**PROBLEM REQUIREMENTS:** Scale the items from the line containing "Is there any reflected" up to and including the line containing "166 18 222 62", and rewrite those lines in full, requests included. Multiply each bounding-box coordinate in the answers by 1.4 and round to the nearest whole number, rounding halves up. Leave the numbers in the requests and their format samples unchanged.

(Data listing)
#####

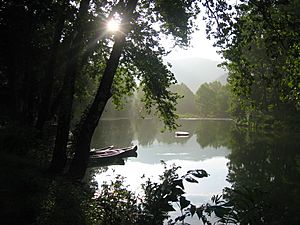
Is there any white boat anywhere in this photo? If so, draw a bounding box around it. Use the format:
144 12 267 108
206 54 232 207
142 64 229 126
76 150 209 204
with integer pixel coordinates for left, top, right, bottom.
175 131 190 137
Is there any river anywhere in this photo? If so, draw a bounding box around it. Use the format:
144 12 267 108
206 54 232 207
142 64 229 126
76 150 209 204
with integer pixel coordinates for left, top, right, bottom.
86 119 300 224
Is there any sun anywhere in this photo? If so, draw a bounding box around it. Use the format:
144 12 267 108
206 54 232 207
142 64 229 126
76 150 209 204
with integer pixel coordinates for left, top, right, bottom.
106 19 120 32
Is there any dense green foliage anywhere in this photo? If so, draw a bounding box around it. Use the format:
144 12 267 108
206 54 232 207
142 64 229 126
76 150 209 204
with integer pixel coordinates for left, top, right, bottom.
206 0 300 124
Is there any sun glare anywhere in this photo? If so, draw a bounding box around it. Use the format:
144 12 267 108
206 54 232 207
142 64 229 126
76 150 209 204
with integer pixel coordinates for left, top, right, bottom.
106 19 120 32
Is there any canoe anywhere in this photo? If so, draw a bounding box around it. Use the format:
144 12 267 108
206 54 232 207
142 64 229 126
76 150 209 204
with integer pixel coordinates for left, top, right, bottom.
90 145 137 159
90 145 114 155
175 131 190 137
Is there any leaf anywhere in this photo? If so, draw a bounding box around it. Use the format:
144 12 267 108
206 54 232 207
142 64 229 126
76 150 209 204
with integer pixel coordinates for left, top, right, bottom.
159 202 176 212
196 207 203 220
185 177 199 183
166 188 185 202
187 169 209 178
173 179 184 189
179 196 191 209
190 204 197 216
214 206 225 218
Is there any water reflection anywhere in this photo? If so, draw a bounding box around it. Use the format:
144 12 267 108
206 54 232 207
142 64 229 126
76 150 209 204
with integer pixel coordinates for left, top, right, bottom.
92 120 300 225
225 131 300 225
91 119 232 148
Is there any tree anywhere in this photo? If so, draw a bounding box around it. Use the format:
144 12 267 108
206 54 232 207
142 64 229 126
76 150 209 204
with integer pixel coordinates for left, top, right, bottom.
205 0 300 125
170 83 197 115
69 1 204 178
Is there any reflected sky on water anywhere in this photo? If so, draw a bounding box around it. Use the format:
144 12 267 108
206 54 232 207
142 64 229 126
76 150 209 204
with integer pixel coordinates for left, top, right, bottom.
92 120 232 204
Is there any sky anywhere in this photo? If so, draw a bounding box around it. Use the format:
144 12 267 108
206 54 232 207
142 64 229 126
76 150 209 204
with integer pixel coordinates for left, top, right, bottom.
166 18 222 62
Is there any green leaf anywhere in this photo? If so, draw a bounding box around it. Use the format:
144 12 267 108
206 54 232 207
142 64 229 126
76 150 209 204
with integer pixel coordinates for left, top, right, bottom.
196 207 203 220
190 204 197 216
179 196 191 209
185 177 199 183
159 202 176 212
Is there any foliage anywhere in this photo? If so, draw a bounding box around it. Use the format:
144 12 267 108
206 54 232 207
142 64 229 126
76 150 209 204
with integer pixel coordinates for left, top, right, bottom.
224 130 300 225
205 0 300 126
170 83 197 115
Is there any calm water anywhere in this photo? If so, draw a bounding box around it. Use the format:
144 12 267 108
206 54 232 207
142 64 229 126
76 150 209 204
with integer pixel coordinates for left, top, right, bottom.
88 120 300 225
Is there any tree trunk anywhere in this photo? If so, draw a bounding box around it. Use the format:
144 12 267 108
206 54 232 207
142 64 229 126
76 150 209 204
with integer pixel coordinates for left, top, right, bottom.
36 1 69 130
69 0 137 179
50 0 90 173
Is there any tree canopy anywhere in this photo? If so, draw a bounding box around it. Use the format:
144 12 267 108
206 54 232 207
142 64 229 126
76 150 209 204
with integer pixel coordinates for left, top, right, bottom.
206 0 300 125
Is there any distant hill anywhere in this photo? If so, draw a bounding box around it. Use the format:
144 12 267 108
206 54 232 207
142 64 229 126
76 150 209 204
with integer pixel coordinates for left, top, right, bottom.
216 73 228 85
167 57 225 93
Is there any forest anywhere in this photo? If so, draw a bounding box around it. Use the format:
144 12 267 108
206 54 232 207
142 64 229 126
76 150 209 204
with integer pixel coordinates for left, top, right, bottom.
0 0 300 225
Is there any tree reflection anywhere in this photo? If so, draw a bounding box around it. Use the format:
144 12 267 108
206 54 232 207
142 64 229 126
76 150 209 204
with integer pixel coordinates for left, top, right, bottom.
91 119 134 148
225 131 300 225
196 120 233 148
134 119 159 146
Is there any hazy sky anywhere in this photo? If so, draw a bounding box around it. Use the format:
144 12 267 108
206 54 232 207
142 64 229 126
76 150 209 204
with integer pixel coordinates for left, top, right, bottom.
167 19 222 61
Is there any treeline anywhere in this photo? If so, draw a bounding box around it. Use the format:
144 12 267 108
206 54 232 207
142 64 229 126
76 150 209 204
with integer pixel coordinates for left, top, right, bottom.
206 0 300 128
97 81 232 118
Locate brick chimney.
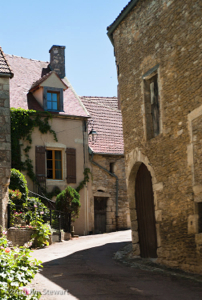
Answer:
[49,45,65,78]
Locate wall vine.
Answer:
[10,108,91,199]
[10,108,57,188]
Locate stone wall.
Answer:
[7,228,35,246]
[113,0,202,272]
[90,155,130,232]
[0,77,11,227]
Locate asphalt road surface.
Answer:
[31,230,202,300]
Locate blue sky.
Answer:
[0,0,129,96]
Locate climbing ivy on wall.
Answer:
[10,108,91,198]
[10,108,57,182]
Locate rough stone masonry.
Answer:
[0,47,13,228]
[108,0,202,273]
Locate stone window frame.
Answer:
[142,64,163,141]
[43,86,63,112]
[44,142,67,186]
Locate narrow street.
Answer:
[31,230,202,300]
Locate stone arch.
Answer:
[126,148,163,255]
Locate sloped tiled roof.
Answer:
[0,47,13,78]
[81,97,124,155]
[6,55,89,117]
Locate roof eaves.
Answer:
[62,77,90,116]
[0,47,14,78]
[107,0,139,45]
[29,71,68,92]
[88,146,124,156]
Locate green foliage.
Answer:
[11,108,57,183]
[30,220,51,248]
[76,168,91,193]
[9,169,28,204]
[0,231,42,300]
[55,186,81,218]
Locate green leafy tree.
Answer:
[55,186,81,231]
[9,169,28,205]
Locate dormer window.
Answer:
[29,71,68,112]
[43,87,63,112]
[47,91,60,111]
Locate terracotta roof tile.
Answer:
[81,97,124,155]
[0,47,13,78]
[6,55,89,117]
[30,71,68,92]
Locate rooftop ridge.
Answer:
[81,97,121,113]
[6,53,50,63]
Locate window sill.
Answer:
[46,179,65,185]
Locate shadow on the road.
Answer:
[41,242,202,300]
[41,242,131,300]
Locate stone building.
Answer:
[6,45,92,235]
[0,47,13,227]
[81,97,130,233]
[108,0,202,272]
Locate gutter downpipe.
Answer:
[89,148,119,231]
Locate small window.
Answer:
[43,86,63,112]
[46,150,62,179]
[47,91,60,110]
[109,163,114,173]
[143,65,160,140]
[198,202,202,233]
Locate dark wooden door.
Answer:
[94,197,107,233]
[135,164,157,258]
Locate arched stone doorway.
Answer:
[135,163,157,258]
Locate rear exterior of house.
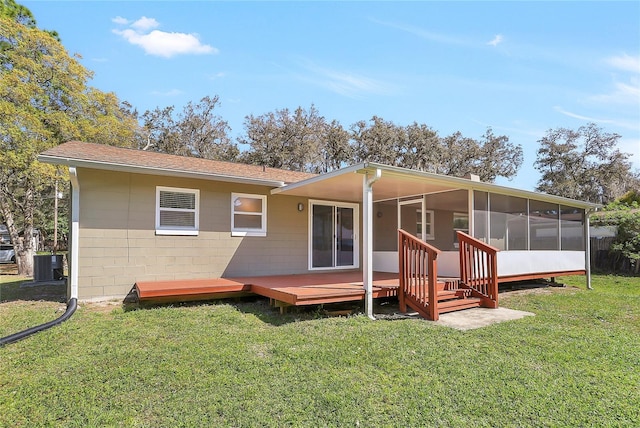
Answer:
[40,142,595,300]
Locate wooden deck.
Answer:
[135,271,398,308]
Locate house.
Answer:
[39,141,597,320]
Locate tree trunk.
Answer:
[0,189,34,277]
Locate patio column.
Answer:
[362,169,382,320]
[67,166,80,299]
[584,209,593,290]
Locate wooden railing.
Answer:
[457,231,499,308]
[398,229,440,321]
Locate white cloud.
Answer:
[111,16,130,25]
[131,16,160,32]
[553,106,613,123]
[590,79,640,106]
[151,89,184,97]
[606,54,640,74]
[487,34,504,46]
[113,16,218,58]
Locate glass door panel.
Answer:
[311,205,334,267]
[336,207,354,266]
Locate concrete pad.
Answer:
[436,308,535,330]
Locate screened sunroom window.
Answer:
[231,193,267,236]
[156,187,200,235]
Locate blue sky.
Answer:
[19,1,640,190]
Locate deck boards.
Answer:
[135,271,398,306]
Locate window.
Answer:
[453,213,469,248]
[156,187,200,235]
[418,210,436,241]
[529,199,560,250]
[231,193,267,236]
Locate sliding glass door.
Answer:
[309,201,358,269]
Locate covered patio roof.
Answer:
[271,162,599,209]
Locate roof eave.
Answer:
[38,155,286,187]
[364,163,602,209]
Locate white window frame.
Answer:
[452,212,471,248]
[419,210,436,241]
[398,198,436,241]
[231,193,267,236]
[156,186,200,236]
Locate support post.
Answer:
[362,169,382,320]
[584,210,593,290]
[67,166,80,299]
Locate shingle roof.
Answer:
[40,141,316,183]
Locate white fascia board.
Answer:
[271,163,367,195]
[360,163,602,209]
[38,155,285,187]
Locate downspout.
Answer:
[584,209,595,290]
[362,169,382,320]
[0,167,80,346]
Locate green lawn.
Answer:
[0,276,640,427]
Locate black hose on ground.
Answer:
[0,297,78,346]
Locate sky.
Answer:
[18,1,640,190]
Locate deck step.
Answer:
[438,297,480,314]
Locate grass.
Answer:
[0,276,640,427]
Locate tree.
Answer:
[399,122,445,172]
[351,116,405,166]
[238,104,330,173]
[592,188,640,274]
[317,120,353,173]
[142,95,239,161]
[478,128,523,183]
[535,123,640,204]
[0,0,36,28]
[0,14,137,275]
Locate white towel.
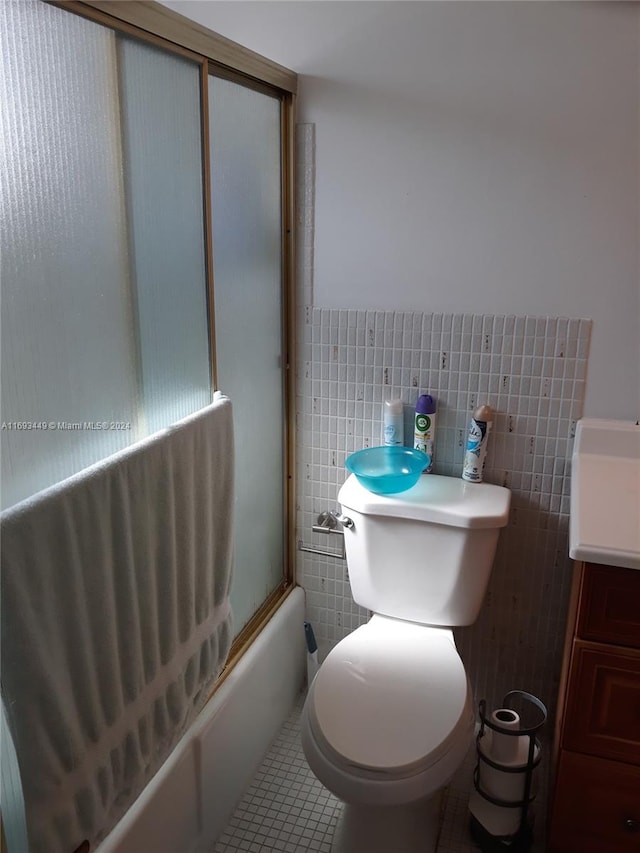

#####

**SOLUTION FOR THIS PROBLEM:**
Is there any reflected sky on water anywhere in this photo? If so, draw a bounding box around it. Use the format:
144 12 267 108
206 54 232 207
142 64 229 126
76 150 209 204
with integer pixel coordinates for left, top, right, bottom.
129 168 325 286
Is there any sky anywhere in this photo? If so, draw a bounding box around it. Use the format:
144 12 267 108
206 54 232 207
142 64 229 126
76 150 209 204
with integer pixel coordinates for left, top, right, bottom.
232 25 311 87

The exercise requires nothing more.